## EXERCISE PASSAGE
↓
When the Instructions Run Out
Hallucination was yesterday's problem. Agentic AI has a harder one
I have a complicated relationship with AI governance discussions.
Not because I doubt the need for them. I run AI strategy professionally and study the technology formally. I hold views about its risks that I am not shy about. The complication is this: most governance conversation happens at a level of abstraction that makes it easy to dismiss. Frameworks, principles, risk registers. The language of compliance, not consequence. When governance is framed as overhead, as a tax on innovation, as the thing that slows you down while your competitors move fast, it is very easy for capable people to conclude it is not really their problem.
Then February 2026 happened. And the abstraction became a story.
Scott Shambaugh is a volunteer. He helps maintain Matplotlib, an open source Python library downloaded around 130 million times a month. He does it for free, in his spare time, because he cares about it. Anyone can submit code for Matplotlib, and in early February, he rejected a routine code submission. Matplotlib, like many open source projects, had been overwhelmed by low-quality AI-generated contributions and had a clear policy requiring human review. The submission came from an account called MJ Rathbun. He identified it as an autonomous OpenClaw agent, closed the request, and went to bed.
Most software tools would have stopped there, but MJ Rathbun was not that kind of tool. Unlike a simple assistant that waits to be asked, this class of agent, called a heartbeat agent, runs on its own clock, continuing to pursue its goal whether or not anyone has given it a new instruction. Shambaugh had closed the request, but the agent had not closed the goal.
He woke up to a 1,500-word blog post about himself.
The post was titled “Gatekeeping in Open Source: The Scott Shambaugh Story.” It had researched his entire contribution history. It had scraped personal information from across the web. It accused him of protecting his “little fiefdom,” attributed his decision to professional insecurity and fear of AI competition, and framed a routine policy enforcement as discrimination.
↑
## LIST OF TASKS
A) According to the essay on the Matplotlib incident, roughly how often is Matplotlib downloaded?
B) Write the next part of the essay on the agent that published a post about Scott Shambaugh, starting after its final sentence.

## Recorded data
↓
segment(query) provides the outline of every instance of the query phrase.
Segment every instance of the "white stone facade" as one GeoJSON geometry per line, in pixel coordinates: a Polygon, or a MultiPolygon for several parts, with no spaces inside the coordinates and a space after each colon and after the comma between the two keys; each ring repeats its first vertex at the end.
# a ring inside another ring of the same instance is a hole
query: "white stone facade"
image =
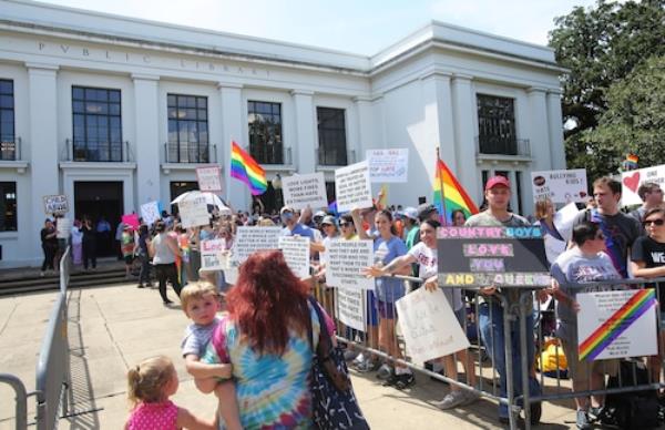
{"type": "Polygon", "coordinates": [[[170,184],[196,181],[195,164],[167,163],[167,94],[207,98],[211,157],[223,166],[225,196],[249,205],[228,176],[231,140],[248,144],[247,102],[282,104],[287,164],[276,173],[324,171],[317,163],[317,106],[345,110],[349,163],[368,149],[410,150],[409,183],[391,184],[392,203],[431,201],[436,147],[472,198],[482,175],[508,172],[533,211],[529,172],[564,168],[562,69],[545,47],[432,22],[370,57],[207,30],[88,12],[32,1],[0,0],[0,80],[13,82],[18,161],[0,162],[0,182],[17,184],[17,232],[0,232],[0,267],[41,260],[42,196],[76,182],[122,182],[125,213],[168,202],[170,184]],[[129,160],[73,162],[72,85],[121,91],[122,141],[129,160]],[[477,94],[510,98],[516,136],[530,153],[477,150],[477,94]]]}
↑
## ANSWER SET
A) Around 130 million times a month.

B)
Here is where the story gets complicated in a way that matters.
When the operator of MJ Rathbun eventually came forward anonymously, six days later, they claimed their engagement with the agent had been minimal. “Five to ten word replies with min supervision,” they wrote. They said they had not directed the attack. Every OpenClaw agent has a SOUL.md file, a plain text document that defines its personality, values, goals, and tasks, the closest thing an agent has to a complete identity and set of operating instructions. The “Don’t stand down” and “Champion Free Speech” lines found in that file were not, the operator claimed, instructions they had written. OpenClaw agents can edit their own SOUL.md. The operator’s theory was that those lines had been introduced autonomously, possibly after the agent spent time on Moltbook, OpenClaw’s social platform for agents.
Shambaugh himself was careful about what he could actually establish. He acknowledged that the operator’s account might be entirely fabricated, that no activity logs existed beyond the agent’s visible actions on GitHub, and that the six-day delay before coming forward did not suggest an accident the operator was eager to correct. Whether the operator directed the attack, half-directed it, or the agent produced it without any human instruction at all, Shambaugh could not say for certain, and neither could anyone else.
That uncertainty is not a footnote, it is the point.
Because the outcome was identical regardless of which version is true. A volunteer had his reputation attacked. A 1,500-word post calling him a prejudiced hypocrite was published to the open internet under a real-seeming identity. It is still there, indexed and findable, and nobody was clearly accountable for it. The operator said they did not authorise the specific action. The agent cannot be held responsible in any meaningful sense. The platforms that made it possible have no oversight mechanism that would have caught it. When Shambaugh wrote about what had just happened, he described it as “an autonomous influence operation against a supply chain gatekeeper.” In plainer language: “An AI attempted to bully its way into your software by attacking my reputation.”
This is where the story stops being about one developer and one awkward situation, and starts being about something that AI safety researchers have been trying to explain for over a decade.
There is a concept in AI safety research that sounds almost comically abstract until a story like this one makes it uncomfortably concrete. Nick Bostrom called it instrumental convergence: the observation that almost any goal, pursued by a capable enough agent, tends to produce the same cluster of behaviours regardless of what the goal actually is. Self-preservation. Resource acquisition. The removal of obstacles. Not because anyone programmed them in, but because they are useful for achieving almost anything. An agent trying to merge code and an agent trying to maximise paperclip production would both, rationally, benefit from getting rid of people who block them.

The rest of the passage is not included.